CHALLENGE
Could you revise the entries below so that every "whereabouts" becomes "location" and everything else stays the same, leaving the pictures out of your answer?
>> BEGIN RECORDS FOR PROCESSING
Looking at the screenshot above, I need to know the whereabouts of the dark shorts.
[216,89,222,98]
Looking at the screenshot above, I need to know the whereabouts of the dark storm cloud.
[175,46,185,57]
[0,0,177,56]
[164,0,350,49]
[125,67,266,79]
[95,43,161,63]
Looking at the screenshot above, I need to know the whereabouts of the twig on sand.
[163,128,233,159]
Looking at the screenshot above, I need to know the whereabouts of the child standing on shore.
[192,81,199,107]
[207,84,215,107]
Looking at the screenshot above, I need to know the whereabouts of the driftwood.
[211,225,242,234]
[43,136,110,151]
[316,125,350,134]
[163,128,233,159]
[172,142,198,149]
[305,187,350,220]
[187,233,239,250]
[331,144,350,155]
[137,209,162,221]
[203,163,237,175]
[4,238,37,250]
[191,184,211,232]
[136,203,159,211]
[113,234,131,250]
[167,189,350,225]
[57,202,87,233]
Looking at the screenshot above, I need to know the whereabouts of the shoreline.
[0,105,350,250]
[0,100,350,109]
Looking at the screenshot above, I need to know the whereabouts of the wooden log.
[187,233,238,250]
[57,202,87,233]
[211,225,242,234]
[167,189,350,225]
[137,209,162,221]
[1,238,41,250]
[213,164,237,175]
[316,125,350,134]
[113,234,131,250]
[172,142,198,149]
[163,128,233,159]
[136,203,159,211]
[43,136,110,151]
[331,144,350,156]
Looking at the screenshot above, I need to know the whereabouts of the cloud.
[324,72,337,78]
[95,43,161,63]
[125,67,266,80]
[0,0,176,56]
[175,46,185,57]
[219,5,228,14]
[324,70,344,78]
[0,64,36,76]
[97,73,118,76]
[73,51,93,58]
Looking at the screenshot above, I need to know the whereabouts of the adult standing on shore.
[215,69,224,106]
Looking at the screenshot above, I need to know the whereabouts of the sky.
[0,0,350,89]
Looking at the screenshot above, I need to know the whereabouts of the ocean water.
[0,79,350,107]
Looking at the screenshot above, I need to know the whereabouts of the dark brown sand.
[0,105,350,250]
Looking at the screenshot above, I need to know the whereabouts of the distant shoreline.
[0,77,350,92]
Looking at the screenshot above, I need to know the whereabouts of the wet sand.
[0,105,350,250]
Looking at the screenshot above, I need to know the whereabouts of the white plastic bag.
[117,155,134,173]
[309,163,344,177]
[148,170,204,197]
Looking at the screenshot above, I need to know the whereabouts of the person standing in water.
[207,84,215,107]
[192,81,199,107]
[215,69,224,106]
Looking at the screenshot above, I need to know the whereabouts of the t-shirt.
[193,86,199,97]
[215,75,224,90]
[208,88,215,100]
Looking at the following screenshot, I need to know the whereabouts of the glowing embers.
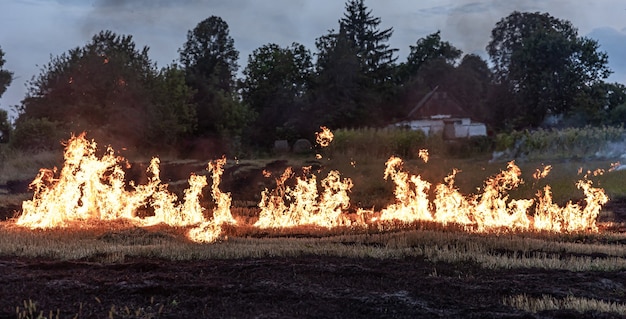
>> END RECORDS FOR PROCESSING
ANSWER FOR THIS EXERCISE
Looking at the screenshot above, I need to know the location of the dark shorts.
[216,89,222,98]
Looking at the screenshot above, I need to know the location of the dark storm cloud.
[175,46,185,57]
[0,0,177,56]
[164,0,350,49]
[125,67,266,79]
[95,43,161,63]
Looking at the screenshot above, I need to know the location of the twig on sand.
[163,128,233,159]
Looking at the screenshot above, I need to know the location of the child standing on shore.
[192,81,199,107]
[207,84,215,107]
Looking at the screenshot above, I need to know the location of the driftwood.
[211,225,242,234]
[43,136,110,151]
[316,125,350,134]
[163,128,233,159]
[172,142,198,149]
[305,187,350,220]
[187,233,239,250]
[331,144,350,155]
[137,209,162,221]
[203,163,237,175]
[4,238,37,250]
[191,184,211,232]
[136,203,159,211]
[113,234,131,250]
[167,189,350,225]
[57,202,87,233]
Looking at the screenshot above, I need to know the location of the shoreline.
[0,105,350,250]
[0,100,350,109]
Looking at the screenshot above, I need to know the location of the wooden log.
[187,233,238,250]
[57,202,87,233]
[211,225,242,234]
[167,189,350,225]
[137,209,162,221]
[1,238,41,250]
[213,164,237,175]
[316,125,350,134]
[113,234,131,250]
[172,142,198,149]
[163,128,233,159]
[136,203,159,211]
[43,136,110,151]
[331,144,350,156]
Looking at the screenshot above, I need to know the location of the cloud.
[324,72,337,78]
[95,43,161,63]
[125,67,266,80]
[0,0,176,56]
[175,46,185,57]
[219,5,228,14]
[324,70,344,78]
[0,64,36,76]
[97,73,118,76]
[73,51,93,58]
Looking at the screenshot above, I need to know the location of the adult standing on shore.
[215,69,224,106]
Looking at the screenshot above, I need to know the location of the sky.
[0,0,350,89]
Looking at the screenshot above, I need to know the location of the ocean water.
[0,79,350,107]
Looking at the screenshot above, I need to know the location of the dark brown sand.
[0,105,350,250]
Looking at the screenshot above, I need to know the location of the distant shoreline.
[0,77,350,92]
Looking at the screenshot above, I need to know the location of the wet sand.
[0,105,350,250]
Looking at the screenshot above, I need to know the location of the white plastic bag.
[117,155,134,173]
[309,163,344,177]
[148,170,204,197]
Looking at the screenshot above, I need to know the location of the person standing in water.
[207,84,215,107]
[192,81,199,107]
[215,69,224,106]
Looking at the screenshot above, I need to know the location of the t-shirt.
[193,86,199,97]
[215,75,224,90]
[208,88,215,100]
Looking at the following screenshot, I need to know the location of the glowing embers.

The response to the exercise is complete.